GIVEN EXERCISE: Could you copy, word for word, only the lines from the one containing "Target: blurred background" through the last line of the records below, both included?

RECORDS PROVIDED:
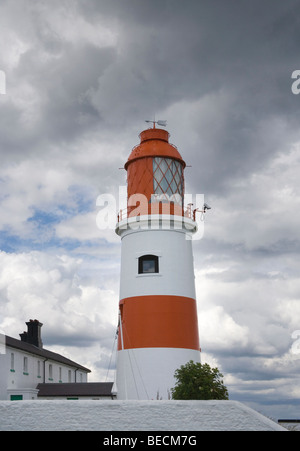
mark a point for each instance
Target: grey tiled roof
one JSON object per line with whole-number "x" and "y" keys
{"x": 80, "y": 389}
{"x": 41, "y": 352}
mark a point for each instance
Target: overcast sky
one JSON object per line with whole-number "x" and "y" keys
{"x": 82, "y": 76}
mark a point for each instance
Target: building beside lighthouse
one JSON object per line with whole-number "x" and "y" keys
{"x": 158, "y": 326}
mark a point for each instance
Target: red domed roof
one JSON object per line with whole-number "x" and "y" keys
{"x": 154, "y": 143}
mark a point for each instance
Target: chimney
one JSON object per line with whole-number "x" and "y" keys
{"x": 33, "y": 334}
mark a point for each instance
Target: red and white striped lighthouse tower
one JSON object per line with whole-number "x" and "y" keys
{"x": 158, "y": 326}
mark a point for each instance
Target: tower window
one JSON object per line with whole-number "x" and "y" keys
{"x": 148, "y": 264}
{"x": 168, "y": 177}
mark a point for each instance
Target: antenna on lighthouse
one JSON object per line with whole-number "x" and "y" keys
{"x": 160, "y": 123}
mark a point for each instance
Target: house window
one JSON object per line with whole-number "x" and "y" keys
{"x": 12, "y": 362}
{"x": 39, "y": 369}
{"x": 50, "y": 372}
{"x": 25, "y": 366}
{"x": 148, "y": 264}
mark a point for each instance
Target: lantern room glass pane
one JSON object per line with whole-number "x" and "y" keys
{"x": 168, "y": 177}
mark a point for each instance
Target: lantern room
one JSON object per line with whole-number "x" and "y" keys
{"x": 155, "y": 171}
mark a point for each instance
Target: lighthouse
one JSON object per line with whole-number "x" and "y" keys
{"x": 158, "y": 325}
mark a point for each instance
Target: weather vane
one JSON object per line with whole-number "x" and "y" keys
{"x": 160, "y": 123}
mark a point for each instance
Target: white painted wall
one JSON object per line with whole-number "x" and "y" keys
{"x": 176, "y": 274}
{"x": 17, "y": 379}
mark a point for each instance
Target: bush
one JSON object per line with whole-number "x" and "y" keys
{"x": 199, "y": 382}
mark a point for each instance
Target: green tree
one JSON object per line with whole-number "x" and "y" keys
{"x": 197, "y": 381}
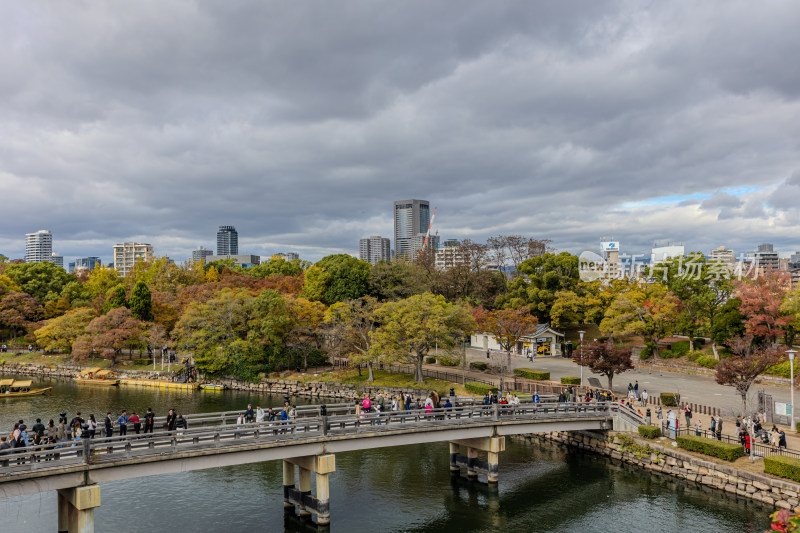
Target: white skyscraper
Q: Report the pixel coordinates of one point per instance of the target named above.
(39, 246)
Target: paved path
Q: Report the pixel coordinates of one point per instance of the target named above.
(694, 388)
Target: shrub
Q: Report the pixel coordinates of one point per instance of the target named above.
(670, 399)
(714, 448)
(532, 374)
(479, 388)
(649, 432)
(706, 361)
(781, 466)
(680, 348)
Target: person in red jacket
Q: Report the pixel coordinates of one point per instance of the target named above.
(137, 424)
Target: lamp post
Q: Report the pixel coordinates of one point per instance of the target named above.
(791, 383)
(581, 333)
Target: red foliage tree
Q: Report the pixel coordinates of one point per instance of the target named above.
(607, 359)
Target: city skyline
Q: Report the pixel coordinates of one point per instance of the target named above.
(565, 121)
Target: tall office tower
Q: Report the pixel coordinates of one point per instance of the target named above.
(374, 249)
(199, 255)
(127, 254)
(39, 246)
(411, 218)
(227, 241)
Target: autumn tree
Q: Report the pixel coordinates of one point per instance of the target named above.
(410, 328)
(351, 325)
(651, 311)
(508, 327)
(109, 335)
(749, 360)
(19, 311)
(141, 302)
(761, 306)
(606, 359)
(61, 332)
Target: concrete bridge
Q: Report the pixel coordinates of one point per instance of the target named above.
(308, 444)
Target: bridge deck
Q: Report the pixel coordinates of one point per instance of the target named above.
(41, 468)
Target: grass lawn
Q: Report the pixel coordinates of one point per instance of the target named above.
(382, 379)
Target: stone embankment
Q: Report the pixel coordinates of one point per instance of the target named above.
(668, 460)
(266, 386)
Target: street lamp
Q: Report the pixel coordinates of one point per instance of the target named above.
(581, 332)
(791, 382)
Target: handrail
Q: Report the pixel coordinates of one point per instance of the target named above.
(224, 436)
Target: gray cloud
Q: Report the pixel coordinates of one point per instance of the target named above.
(300, 124)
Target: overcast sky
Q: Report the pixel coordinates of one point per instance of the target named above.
(299, 123)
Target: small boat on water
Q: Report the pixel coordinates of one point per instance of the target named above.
(10, 388)
(98, 376)
(213, 386)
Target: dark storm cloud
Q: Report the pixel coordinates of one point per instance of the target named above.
(301, 123)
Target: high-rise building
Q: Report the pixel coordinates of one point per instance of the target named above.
(84, 263)
(722, 254)
(199, 255)
(286, 256)
(227, 241)
(39, 246)
(374, 249)
(764, 257)
(411, 218)
(450, 254)
(127, 254)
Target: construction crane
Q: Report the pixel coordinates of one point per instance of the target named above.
(428, 234)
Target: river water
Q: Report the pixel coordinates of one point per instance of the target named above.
(542, 488)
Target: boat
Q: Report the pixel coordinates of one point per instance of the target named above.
(10, 388)
(213, 386)
(98, 376)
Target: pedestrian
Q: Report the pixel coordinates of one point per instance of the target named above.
(137, 423)
(171, 419)
(109, 425)
(149, 419)
(122, 422)
(91, 426)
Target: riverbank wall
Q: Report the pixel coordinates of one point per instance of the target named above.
(660, 456)
(283, 387)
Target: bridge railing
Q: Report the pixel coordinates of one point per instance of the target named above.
(102, 450)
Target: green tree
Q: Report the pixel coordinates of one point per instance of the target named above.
(116, 298)
(342, 278)
(508, 327)
(540, 279)
(650, 311)
(351, 325)
(410, 328)
(61, 332)
(398, 279)
(44, 281)
(141, 302)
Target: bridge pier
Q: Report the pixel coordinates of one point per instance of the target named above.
(76, 509)
(301, 497)
(492, 446)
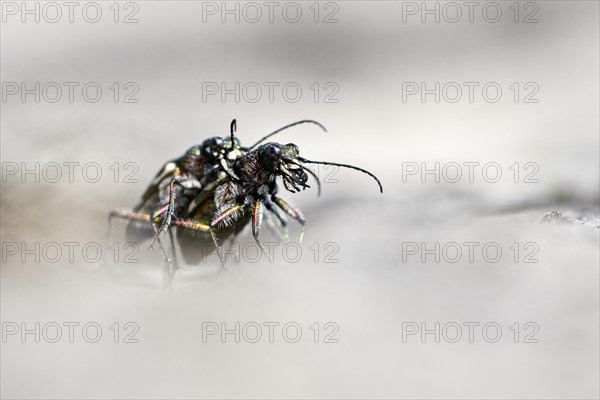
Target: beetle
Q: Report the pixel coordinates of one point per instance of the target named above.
(230, 205)
(186, 183)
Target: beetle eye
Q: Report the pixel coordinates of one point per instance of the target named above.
(295, 149)
(273, 152)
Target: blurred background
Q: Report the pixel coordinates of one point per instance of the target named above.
(168, 72)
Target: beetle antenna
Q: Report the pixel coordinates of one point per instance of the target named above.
(304, 121)
(304, 160)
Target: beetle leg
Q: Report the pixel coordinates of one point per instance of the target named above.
(292, 212)
(130, 215)
(257, 217)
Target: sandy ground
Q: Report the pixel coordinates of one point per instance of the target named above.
(358, 274)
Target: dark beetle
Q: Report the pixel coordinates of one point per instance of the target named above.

WRITTEN ANSWER:
Target: blurred background
Q: Report the pixel coordinates of one point per instance of the target named above.
(168, 72)
Target: beetle antenna
Q: Report the pixel coordinates of one point per instance of the target named above.
(304, 121)
(304, 160)
Target: beetle leg
Q: Report the pixel coordinates of one point per instance of the target named above.
(292, 212)
(130, 215)
(257, 217)
Target: sandy ground
Q: Report the pixel coordinates of one point per instance of the target named above.
(358, 274)
Target: dark beetle
Q: Report the pixel coordinates of one point per instance of the target named above.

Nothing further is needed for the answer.